**CHALLENGE:** Using the introduction on twisted bilayer graphene, explain in one to three sentences why a tight-binding model and a continuum model of TBG were studied.

Introduction

A twisted bilayer graphene (TBG) with small angles was predicted to have moiré pattern with a very large unit cell of more than ten thousand carbon atoms. At the magic angles, the two layers become strongly coupled, and a flat band appears1. A tight-binding model2 and a continuum model of TBG3 were thus studied, and the confined states were also proposed in TBG4. Recently, the superconductivity and correlated insulating states at half-filling were observed in TBG, which highlight the importance of the flat bands near Fermi energy5,6. The strong coupling phases in TBG (e.g.7) were explored. It was shown that the degeneracy of the low-energy flat bands can be lifted by the electric fields8. The topological properties of electronic band structure9,10, ferromagnetic Mott state11 and metal-insulator transition12,13, extended Hubbard model, nematic superconductivity by density wave fluctuations14,15,16 in TBG were addressed.

The study of TBG has inspired extensive studies in other twisted bilayer materials. Moiré excitons, moiré trapped valley excitons, and resonantly hybridized excitons in van der Waals heterostructures were observed in experiments17,18,19,20. Van der Waals crystals with discretized Eshelby twist in two-dimensional (2D) materials21, and van der Waals contacts between three-dimensional metals and 2D semiconductors22 were investigated. Chiral twisted van der Waals nanowires23, and helical van der Waals crystals24 were also studied.

**DATA LINES:**
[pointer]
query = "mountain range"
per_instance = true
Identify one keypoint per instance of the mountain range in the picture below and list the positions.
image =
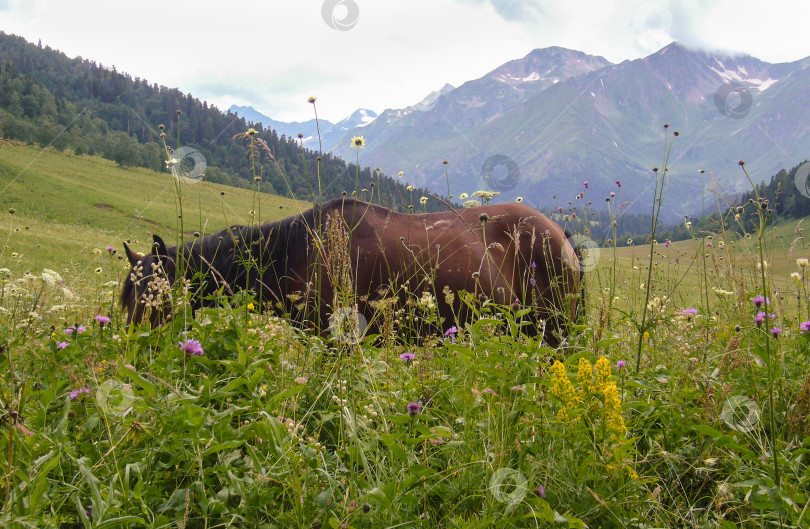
(540, 126)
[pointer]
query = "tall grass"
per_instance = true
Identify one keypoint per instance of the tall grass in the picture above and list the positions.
(469, 426)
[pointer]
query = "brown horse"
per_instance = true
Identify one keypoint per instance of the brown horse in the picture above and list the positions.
(351, 257)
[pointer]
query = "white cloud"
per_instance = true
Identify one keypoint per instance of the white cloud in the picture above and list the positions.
(274, 55)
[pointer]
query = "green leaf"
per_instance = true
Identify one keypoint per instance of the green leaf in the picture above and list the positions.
(40, 481)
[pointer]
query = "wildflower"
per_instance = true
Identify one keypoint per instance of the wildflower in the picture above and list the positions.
(191, 347)
(76, 392)
(563, 389)
(759, 300)
(24, 430)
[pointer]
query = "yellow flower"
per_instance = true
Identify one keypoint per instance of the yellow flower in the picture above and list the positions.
(584, 375)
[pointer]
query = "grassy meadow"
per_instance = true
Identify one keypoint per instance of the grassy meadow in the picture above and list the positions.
(680, 400)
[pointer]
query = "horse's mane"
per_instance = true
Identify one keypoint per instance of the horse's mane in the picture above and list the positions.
(283, 240)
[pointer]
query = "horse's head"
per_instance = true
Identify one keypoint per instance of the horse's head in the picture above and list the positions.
(147, 287)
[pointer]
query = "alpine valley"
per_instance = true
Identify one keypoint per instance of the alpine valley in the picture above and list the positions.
(540, 126)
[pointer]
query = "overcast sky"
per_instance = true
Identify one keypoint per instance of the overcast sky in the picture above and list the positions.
(380, 54)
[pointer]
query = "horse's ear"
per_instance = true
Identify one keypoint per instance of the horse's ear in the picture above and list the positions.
(132, 257)
(159, 247)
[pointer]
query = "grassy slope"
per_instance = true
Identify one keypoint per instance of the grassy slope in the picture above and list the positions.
(66, 206)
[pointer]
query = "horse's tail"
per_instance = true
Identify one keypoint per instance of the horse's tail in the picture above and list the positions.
(579, 308)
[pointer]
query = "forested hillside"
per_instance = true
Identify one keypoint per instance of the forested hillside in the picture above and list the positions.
(78, 105)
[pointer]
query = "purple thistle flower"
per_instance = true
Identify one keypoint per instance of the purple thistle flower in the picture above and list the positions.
(24, 430)
(76, 392)
(191, 347)
(540, 491)
(759, 300)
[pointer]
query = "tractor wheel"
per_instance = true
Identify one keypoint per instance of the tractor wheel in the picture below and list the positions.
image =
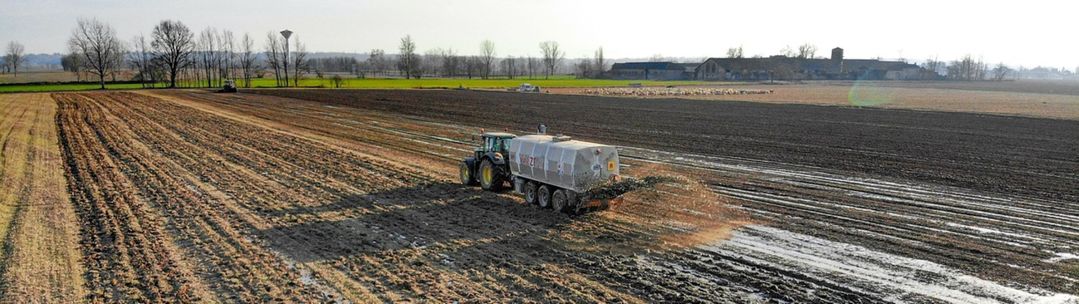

**EXERCISE RESPONSE:** At small angles, TBG was predicted to form a moiré pattern with a very large unit cell of more than ten thousand carbon atoms. At the magic angles, the two layers become strongly coupled and a flat band appears. The introduction presents these findings as the reason the two models were studied.